Your tasks —
**A.** Reproduce the part of the review of the protein sectors paper that begins at the words "Several papers that" and stops after the words "are not cited.".
**B.** In the review of the protein sectors paper, which mode do the authors drop, and what is that mode assumed to account for?
**C.** Summarize the review of the protein sectors paper in two sentences.

Protein sectors: evolutionary units of three-dimensional structure. Halabi N, Rivoire O, Leibler S, Ranganathan R. Cell. 2009 Aug 21.
This paper proposes a new method called ‘sectors’ for extracting functional units of proteins from the covariation of residues in a family of homologous sequences. It is necessary to consult the Supplement to discover that the authors are doing standard principal component analysis of the residue frequency correlation matrix with some ad-hoc residue weighings that are not justified. The main text confers an air of mystery on the whole procedure by citing econometrics from the early 2000’s (hence the name) and random matrix theory (this all did not mean much to me, but sounds sophisticated, and maybe biologists will understand). How do they decide how many ‘sectors’ to keep? They take the top modes ordered by eigenvalues! The first (all positive) mode is assumed to account for all phylogenetic effects p776 and dropped, with no evidence (or rather we are given an economic analogy). One may worry since they generate residue frequencies by just counting all sequences in their set, pS6, so if one of the sequences is replicated the correlation matrix changes. Are the eigenmodes beyond the first invariant? We are not told.
Proteins are important. If the method is black magic but works, would most people care? Figure 6 shows a 3x3 matrix with the sectors on one axis and three functional properties on the other: substrate specificity, phylogeny (yes, ‘vertebrate vs non’), and enzymatic activity. We see the matrix is roughly diagonal, and realize what we saw from the crystal structure that the respective sectors are grouped around the substrate recognition and catalytic residues, and those that are neither reflect phylogeny. Experiments are also reported, at least some are not surprising, e.g., mutations in the phylogenic sector do not affect catalysis. There is a large expert community working on protein structure-function than can better evaluate this work and previous papers from Ranganathan than I can. Parts that I can follow are not credible.
Several papers that deal better with the problems of deducing function from residue correlation, in my view are Thattai 2007 , Burger 2008 , and Weigt 2009 (plus other papers from T. Hwa), and are not cited.

Provided data —
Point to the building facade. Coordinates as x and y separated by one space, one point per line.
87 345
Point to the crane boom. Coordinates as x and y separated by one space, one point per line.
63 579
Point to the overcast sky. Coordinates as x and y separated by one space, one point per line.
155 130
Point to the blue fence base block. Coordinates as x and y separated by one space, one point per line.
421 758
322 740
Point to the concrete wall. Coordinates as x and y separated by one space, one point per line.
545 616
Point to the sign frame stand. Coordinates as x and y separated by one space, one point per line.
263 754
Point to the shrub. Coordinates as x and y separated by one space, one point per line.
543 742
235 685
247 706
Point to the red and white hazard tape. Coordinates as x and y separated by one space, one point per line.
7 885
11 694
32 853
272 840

---

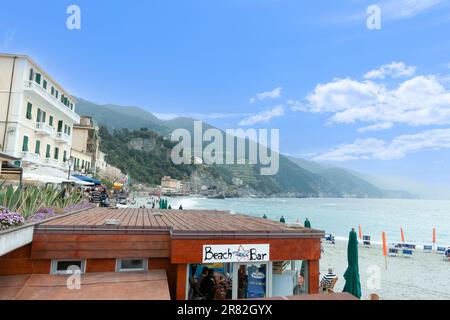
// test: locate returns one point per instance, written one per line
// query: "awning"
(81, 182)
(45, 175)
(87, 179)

Your responses —
**A.**
Several papers that deal better with the problems of deducing function from residue correlation, in my view are Thattai 2007 , Burger 2008 , and Weigt 2009 (plus other papers from T. Hwa), and are not cited.

**B.** They drop the first, all-positive mode, which is assumed to account for all phylogenetic effects.

**C.** The review says that the "sectors" method of Halabi and colleagues is, as the Supplement shows, standard principal component analysis of the residue frequency correlation matrix with unjustified ad-hoc weightings, and it questions both the dropping of the first mode and the correlation matrix's dependence on replicated sequences. It notes that Figure 6 roughly pairs the sectors with substrate specificity, phylogeny and enzymatic activity, finds the parts the reviewer can follow not credible, and names uncited papers by Thattai, Burger and Weigt as handling the problem better.